PROBLEM TO WORK ON:
Find all the lines in the entries below that hold the word "face" and copy them.

--

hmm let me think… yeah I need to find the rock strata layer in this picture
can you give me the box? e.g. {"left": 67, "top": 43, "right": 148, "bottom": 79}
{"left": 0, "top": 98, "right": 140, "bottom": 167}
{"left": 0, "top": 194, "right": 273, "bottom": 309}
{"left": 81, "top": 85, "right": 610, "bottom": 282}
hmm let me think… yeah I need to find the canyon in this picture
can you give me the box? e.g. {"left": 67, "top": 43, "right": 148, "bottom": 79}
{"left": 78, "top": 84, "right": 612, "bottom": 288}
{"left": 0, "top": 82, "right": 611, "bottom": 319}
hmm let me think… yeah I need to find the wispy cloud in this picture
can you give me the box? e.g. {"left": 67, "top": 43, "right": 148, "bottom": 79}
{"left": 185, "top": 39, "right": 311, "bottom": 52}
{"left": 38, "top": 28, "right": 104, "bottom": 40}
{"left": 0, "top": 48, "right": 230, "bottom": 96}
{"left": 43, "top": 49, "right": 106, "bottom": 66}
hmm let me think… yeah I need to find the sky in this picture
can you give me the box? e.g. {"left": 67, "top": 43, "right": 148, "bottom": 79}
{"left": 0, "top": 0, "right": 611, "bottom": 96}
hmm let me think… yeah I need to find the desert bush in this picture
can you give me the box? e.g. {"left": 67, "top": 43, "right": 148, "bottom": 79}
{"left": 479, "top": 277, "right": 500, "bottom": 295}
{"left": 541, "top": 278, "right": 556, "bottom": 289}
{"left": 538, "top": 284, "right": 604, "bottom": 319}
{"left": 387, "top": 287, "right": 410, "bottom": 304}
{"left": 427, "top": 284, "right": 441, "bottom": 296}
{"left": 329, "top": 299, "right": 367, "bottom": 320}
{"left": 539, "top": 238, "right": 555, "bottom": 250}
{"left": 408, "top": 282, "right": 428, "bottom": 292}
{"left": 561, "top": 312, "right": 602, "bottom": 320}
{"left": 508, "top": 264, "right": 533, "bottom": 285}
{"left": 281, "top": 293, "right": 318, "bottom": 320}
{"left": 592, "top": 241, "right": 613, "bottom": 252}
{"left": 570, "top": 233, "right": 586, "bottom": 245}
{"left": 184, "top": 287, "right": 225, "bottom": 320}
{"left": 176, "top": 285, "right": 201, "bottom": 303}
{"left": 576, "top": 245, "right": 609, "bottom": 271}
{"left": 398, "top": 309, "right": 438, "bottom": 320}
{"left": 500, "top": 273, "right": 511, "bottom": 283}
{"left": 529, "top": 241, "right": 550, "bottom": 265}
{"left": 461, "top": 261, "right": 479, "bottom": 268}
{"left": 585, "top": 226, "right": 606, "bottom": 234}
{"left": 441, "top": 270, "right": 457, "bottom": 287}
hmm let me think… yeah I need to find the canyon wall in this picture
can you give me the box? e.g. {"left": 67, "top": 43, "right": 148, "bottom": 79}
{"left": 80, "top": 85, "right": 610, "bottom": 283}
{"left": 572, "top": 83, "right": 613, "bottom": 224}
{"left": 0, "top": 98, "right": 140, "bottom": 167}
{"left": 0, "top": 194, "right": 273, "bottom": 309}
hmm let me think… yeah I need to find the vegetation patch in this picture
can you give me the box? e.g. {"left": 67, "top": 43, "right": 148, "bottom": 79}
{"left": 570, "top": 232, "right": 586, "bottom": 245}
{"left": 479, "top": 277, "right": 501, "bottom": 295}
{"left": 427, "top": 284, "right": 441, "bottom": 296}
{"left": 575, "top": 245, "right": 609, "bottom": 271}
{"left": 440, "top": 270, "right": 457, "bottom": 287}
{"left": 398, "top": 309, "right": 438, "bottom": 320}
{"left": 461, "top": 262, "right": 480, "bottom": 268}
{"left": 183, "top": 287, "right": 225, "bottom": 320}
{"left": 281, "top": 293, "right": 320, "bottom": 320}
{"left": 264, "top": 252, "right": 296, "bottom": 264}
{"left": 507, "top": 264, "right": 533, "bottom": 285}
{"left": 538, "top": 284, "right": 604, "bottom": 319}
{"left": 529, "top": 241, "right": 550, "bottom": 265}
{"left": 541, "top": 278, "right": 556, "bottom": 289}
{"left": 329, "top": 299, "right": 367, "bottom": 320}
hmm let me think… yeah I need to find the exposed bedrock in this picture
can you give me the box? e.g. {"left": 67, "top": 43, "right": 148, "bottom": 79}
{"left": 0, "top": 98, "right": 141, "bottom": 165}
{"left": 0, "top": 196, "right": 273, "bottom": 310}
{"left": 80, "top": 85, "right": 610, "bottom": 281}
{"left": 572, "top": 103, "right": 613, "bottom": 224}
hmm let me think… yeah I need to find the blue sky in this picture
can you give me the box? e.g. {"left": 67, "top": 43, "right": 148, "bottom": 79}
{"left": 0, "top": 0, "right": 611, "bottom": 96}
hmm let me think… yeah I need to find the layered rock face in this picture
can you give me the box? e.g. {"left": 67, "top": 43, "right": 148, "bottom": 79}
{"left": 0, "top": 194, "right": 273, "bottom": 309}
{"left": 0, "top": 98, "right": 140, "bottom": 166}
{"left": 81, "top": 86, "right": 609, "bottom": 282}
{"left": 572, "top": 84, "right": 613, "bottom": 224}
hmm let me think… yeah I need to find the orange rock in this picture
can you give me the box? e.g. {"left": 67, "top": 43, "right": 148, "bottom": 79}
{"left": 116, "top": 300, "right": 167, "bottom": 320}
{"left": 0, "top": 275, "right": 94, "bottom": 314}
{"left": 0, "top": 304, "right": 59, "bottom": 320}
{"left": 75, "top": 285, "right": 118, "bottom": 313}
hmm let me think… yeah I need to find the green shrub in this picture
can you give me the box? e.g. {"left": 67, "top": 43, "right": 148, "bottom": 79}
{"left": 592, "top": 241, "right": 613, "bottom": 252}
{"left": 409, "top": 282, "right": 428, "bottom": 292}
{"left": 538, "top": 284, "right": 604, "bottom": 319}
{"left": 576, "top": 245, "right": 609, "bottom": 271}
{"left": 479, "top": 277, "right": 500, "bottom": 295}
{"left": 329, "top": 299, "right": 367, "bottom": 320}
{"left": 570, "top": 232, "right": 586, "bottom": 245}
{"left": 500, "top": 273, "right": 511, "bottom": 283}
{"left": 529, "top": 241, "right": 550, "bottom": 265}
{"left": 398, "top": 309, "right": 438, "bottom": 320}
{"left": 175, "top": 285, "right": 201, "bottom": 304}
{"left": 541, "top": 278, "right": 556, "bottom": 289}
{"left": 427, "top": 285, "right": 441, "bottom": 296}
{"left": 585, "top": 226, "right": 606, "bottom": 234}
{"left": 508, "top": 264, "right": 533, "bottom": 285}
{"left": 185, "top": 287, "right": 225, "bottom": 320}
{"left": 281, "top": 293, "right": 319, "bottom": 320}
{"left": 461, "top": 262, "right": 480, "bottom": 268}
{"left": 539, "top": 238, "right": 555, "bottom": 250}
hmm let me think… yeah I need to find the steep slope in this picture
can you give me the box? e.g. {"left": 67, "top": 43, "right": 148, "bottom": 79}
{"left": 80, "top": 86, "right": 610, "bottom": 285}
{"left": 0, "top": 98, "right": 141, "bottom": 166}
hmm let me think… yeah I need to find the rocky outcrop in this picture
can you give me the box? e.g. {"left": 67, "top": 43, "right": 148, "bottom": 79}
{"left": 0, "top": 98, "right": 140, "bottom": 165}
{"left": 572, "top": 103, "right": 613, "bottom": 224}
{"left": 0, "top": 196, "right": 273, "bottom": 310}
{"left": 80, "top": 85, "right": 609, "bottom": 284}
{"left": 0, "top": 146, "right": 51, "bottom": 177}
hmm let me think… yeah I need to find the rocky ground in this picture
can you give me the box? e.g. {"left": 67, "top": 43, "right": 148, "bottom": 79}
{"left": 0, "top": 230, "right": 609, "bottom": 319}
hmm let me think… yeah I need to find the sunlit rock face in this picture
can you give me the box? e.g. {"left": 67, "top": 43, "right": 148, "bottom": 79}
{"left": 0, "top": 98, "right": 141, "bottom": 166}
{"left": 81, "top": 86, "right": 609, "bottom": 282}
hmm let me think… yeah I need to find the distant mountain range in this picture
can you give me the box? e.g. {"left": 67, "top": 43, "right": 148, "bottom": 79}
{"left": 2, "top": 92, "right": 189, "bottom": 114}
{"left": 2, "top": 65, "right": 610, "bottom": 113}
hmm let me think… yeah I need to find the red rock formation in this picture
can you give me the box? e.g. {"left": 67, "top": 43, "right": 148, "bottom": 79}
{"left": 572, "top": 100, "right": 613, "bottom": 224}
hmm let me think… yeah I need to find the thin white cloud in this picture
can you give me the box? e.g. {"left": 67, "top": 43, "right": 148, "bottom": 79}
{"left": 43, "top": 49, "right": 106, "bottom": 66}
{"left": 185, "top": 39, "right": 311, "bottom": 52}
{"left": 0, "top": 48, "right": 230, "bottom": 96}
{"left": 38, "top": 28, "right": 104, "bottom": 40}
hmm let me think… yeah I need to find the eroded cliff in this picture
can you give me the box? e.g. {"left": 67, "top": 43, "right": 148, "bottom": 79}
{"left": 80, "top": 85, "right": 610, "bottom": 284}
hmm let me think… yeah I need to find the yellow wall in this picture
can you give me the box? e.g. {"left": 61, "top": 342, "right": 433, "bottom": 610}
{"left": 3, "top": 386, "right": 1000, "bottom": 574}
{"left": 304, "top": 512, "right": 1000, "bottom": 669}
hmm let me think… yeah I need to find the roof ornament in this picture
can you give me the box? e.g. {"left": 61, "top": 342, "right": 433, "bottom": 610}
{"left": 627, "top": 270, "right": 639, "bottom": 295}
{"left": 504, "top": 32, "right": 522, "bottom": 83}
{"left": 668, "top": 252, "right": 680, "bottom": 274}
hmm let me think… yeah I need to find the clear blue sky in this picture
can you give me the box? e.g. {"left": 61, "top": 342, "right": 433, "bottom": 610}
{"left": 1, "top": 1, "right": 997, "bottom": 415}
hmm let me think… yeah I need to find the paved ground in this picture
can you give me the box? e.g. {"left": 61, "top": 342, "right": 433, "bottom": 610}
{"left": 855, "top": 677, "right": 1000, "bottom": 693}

--

TASK RESPONSE:
hmm let me think… yeah I need to find the layered rock face in this picture
hmm let me think… yeah I need to find the sunlit rock face in this picture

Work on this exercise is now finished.